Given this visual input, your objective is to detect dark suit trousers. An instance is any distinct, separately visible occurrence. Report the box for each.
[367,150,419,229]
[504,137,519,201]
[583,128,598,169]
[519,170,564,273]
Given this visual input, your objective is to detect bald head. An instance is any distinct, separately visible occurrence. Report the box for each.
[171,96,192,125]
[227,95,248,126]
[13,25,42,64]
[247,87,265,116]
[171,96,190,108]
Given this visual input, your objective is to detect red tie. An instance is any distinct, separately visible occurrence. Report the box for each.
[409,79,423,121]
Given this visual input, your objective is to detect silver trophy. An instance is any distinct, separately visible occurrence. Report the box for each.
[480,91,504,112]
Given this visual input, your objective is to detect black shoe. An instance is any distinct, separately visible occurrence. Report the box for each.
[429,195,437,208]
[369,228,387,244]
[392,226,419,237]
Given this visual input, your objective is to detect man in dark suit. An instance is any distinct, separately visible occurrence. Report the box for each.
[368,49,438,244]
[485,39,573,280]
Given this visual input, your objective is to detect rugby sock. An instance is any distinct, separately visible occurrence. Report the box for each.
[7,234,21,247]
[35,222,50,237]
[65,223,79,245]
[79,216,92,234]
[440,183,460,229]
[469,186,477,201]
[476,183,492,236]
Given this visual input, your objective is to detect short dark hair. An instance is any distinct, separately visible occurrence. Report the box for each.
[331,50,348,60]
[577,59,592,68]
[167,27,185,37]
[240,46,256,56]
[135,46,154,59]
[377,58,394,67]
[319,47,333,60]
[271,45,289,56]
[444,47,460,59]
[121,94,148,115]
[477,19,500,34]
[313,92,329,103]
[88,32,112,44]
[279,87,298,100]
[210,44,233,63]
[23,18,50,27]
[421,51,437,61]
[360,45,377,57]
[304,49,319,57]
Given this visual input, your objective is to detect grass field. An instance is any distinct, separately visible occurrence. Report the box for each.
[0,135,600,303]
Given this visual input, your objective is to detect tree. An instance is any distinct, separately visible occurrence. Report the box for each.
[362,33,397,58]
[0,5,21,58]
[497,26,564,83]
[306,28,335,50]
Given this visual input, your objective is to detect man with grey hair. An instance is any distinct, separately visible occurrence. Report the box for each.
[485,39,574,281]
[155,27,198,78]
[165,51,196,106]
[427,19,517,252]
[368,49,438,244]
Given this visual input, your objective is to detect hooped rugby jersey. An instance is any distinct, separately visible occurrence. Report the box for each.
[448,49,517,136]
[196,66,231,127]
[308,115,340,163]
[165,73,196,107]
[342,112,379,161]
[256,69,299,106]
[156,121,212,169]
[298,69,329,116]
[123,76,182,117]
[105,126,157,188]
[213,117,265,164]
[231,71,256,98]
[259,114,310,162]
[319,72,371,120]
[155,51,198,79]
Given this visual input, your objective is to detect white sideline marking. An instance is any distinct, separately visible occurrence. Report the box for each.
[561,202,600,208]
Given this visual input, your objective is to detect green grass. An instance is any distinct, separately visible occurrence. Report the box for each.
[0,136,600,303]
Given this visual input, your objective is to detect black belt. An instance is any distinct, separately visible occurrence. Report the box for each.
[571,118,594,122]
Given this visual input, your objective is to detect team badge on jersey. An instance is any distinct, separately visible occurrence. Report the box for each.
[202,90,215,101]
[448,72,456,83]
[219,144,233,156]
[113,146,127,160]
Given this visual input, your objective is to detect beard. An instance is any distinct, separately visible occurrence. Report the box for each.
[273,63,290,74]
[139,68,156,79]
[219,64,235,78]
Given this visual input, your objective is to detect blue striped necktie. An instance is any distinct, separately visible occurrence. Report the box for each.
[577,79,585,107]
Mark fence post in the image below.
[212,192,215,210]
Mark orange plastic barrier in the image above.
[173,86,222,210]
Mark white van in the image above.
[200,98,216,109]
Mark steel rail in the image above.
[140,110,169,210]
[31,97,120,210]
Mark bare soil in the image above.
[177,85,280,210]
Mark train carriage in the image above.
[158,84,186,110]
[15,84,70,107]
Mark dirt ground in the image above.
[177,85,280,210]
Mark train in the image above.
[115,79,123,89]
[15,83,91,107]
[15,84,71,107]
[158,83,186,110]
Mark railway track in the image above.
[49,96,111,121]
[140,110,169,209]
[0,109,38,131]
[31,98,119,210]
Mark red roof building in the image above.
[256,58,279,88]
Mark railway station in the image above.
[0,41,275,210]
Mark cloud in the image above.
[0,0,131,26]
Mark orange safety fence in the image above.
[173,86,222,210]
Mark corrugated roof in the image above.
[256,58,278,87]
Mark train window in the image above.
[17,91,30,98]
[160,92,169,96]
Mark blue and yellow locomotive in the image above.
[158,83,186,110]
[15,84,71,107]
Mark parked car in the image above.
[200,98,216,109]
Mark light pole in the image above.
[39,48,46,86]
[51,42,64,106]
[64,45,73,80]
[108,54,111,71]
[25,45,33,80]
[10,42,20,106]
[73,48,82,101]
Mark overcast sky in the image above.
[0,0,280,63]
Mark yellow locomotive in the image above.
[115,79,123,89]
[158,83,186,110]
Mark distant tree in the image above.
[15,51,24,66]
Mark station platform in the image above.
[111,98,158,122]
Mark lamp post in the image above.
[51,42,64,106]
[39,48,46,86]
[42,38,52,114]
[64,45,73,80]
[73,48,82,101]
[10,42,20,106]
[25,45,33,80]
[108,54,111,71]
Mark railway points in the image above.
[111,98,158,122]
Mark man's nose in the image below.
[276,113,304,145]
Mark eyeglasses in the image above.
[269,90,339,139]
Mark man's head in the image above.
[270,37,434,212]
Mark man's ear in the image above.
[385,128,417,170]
---
- WHAT THIS TASK INVOLVES -
Rewrite all the records above, changing "rugby sock" to "rugby stocking" wherever it occurs and keeping everything else unchanged.

- SOLUTION TO THIS PROBLEM -
Given this visual input, your objective is to detect dark suit trousers. An instance is any distinct, separately visible occurrence. Report the box for each.
[367,150,419,229]
[504,137,519,201]
[583,128,598,169]
[519,170,564,273]
Given this visual input, your objective is to detect bald head. An instance is any distinct, separately visible occurrence. Report the box for each.
[171,96,192,125]
[227,95,248,126]
[13,25,42,64]
[247,87,265,116]
[171,96,190,108]
Given this visual input, your objective is to detect red tie. An instance is any distinct, separately visible occurrence. Report the box for each.
[409,79,423,121]
Given this visual input, your objective is to detect silver trophy. An instance is any distinct, separately visible occurrence. Report the box for each.
[480,91,504,112]
Given this visual input, your objective is to detect black shoe. An instance is any distinct, separately visible occurrence. Report the box for each.
[429,195,437,208]
[369,228,387,244]
[392,226,419,237]
Given this visual input, your objective is to detect man in dark suit. An instance is any distinct, separately visible occurrence. Report the box for each.
[368,49,438,244]
[485,39,573,280]
Given this visual input, your objective is to detect rugby stocking. An instance is any distinct, separately visible occurrence. Report the box for each.
[7,234,21,247]
[35,222,50,237]
[65,223,79,245]
[79,216,92,234]
[440,183,460,229]
[469,186,477,201]
[476,183,492,236]
Given this visual input, your objective is to detect short dark hair. An instance is any distinct, separately visible occurrence. Report the box for each.
[331,50,348,60]
[577,59,592,68]
[167,27,185,37]
[240,46,256,56]
[135,46,154,59]
[377,58,394,67]
[319,47,333,60]
[271,45,289,56]
[444,47,460,59]
[121,94,148,115]
[477,19,500,34]
[313,92,329,103]
[88,32,112,44]
[279,87,298,100]
[210,44,233,63]
[23,18,50,27]
[421,51,437,61]
[360,45,377,57]
[304,49,319,57]
Given this visual input, your objective is to detect grass field. An instance is any distinct, separately visible occurrence. Report the box for each.
[0,135,600,303]
Given this visual input, your objective is to detect tree. An instance is any distinct, separately visible occurrence. Report the box for each.
[362,33,397,58]
[0,5,21,58]
[497,26,564,83]
[306,28,335,50]
Given this visual input, your objective is to detect man with grey hair. An instance is any distinct, separately visible occurrence. Report the box for each.
[485,39,574,281]
[155,27,198,78]
[165,51,196,106]
[427,19,517,252]
[368,49,438,244]
Given this visual input, your objective is to detect hooped rugby jersey. An instance is any distinct, separately visible occurrence. Report the box for each.
[448,49,517,136]
[196,66,231,127]
[308,115,340,163]
[165,73,196,107]
[342,112,379,161]
[256,69,299,106]
[156,121,212,169]
[298,69,329,116]
[123,76,182,117]
[105,126,157,188]
[213,117,265,164]
[231,71,256,98]
[259,114,310,162]
[319,72,371,120]
[155,51,198,79]
Given this visual input, your objective is to detect white sideline marking. An instance is any distinct, separately visible occurrence. Report the box for each.
[561,202,600,208]
Given this visual input, your objective is to detect green grass. An instance is any distinct, separately visible occurrence. Report the box for each.
[0,136,600,303]
Given this visual input, your objective is to detect black belt. An instance is any distinct, separately visible occurrence. Report the box for each.
[571,118,594,122]
Given this visual input, your objective is to detect team badge on jersey. An instance is any distinct, separately visible occurrence. Report the box for each.
[202,90,215,101]
[448,72,456,83]
[219,144,233,156]
[113,146,127,160]
Given this visual input, your objective is to detect beard. An instance is any distinct, separately visible occurrence. Report the box for each.
[273,63,290,74]
[139,68,156,79]
[219,64,235,78]
Given this visual input, your objective is to detect blue striped necktie. An instance is any distinct, separately visible occurrence. Report the box for each.
[577,79,585,107]
Mark fence post in the image below.
[212,192,215,210]
Mark orange plastic barrier in the image above.
[173,86,222,210]
Mark white van in the image above.
[200,98,216,109]
Mark steel rail in the image above.
[140,110,169,210]
[31,97,120,210]
Mark bare soil in the image above.
[177,85,280,210]
Mark train carriage in the image above.
[158,84,186,110]
[15,84,70,107]
Mark dirt ground in the image above.
[177,85,280,210]
Mark train in the image above.
[115,79,123,89]
[15,83,91,107]
[15,84,71,107]
[158,83,186,110]
Mark railway track in the image above.
[49,96,111,121]
[140,110,169,209]
[0,109,38,131]
[31,98,119,210]
Mark red roof building in the image above.
[256,58,279,88]
Mark railway station in the image above.
[0,41,275,210]
Mark cloud in the image above.
[0,0,131,26]
Mark orange safety fence in the image above.
[173,86,222,210]
Mark corrugated roof in the image above.
[256,58,278,87]
Mark train window in the image above.
[17,91,30,98]
[160,92,169,96]
Mark blue and yellow locomotive in the image above.
[158,83,186,110]
[15,84,71,107]
Mark parked car in the image above.
[200,98,216,109]
Mark light pole in the image above.
[39,48,46,86]
[51,42,64,106]
[64,45,73,80]
[108,54,111,71]
[25,45,33,80]
[10,42,20,106]
[73,48,82,101]
Mark overcast sky in the image above.
[0,0,280,63]
Mark yellow locomotive in the image above.
[115,79,123,89]
[158,83,186,110]
Mark distant tree in the image above.
[15,51,24,66]
Mark station platform in the image above.
[111,98,158,122]
Mark lamp post in the image above.
[51,42,64,106]
[39,48,46,86]
[42,38,52,114]
[64,45,73,80]
[73,48,82,101]
[10,42,20,106]
[25,45,33,80]
[108,54,111,71]
Mark railway points in the image above.
[111,98,158,122]
Mark man's nose in the image below.
[276,113,304,145]
Mark eyeglasses in the image above.
[269,90,339,139]
Mark man's head in the image above.
[270,37,434,212]
Mark man's ear in the image above.
[385,128,417,170]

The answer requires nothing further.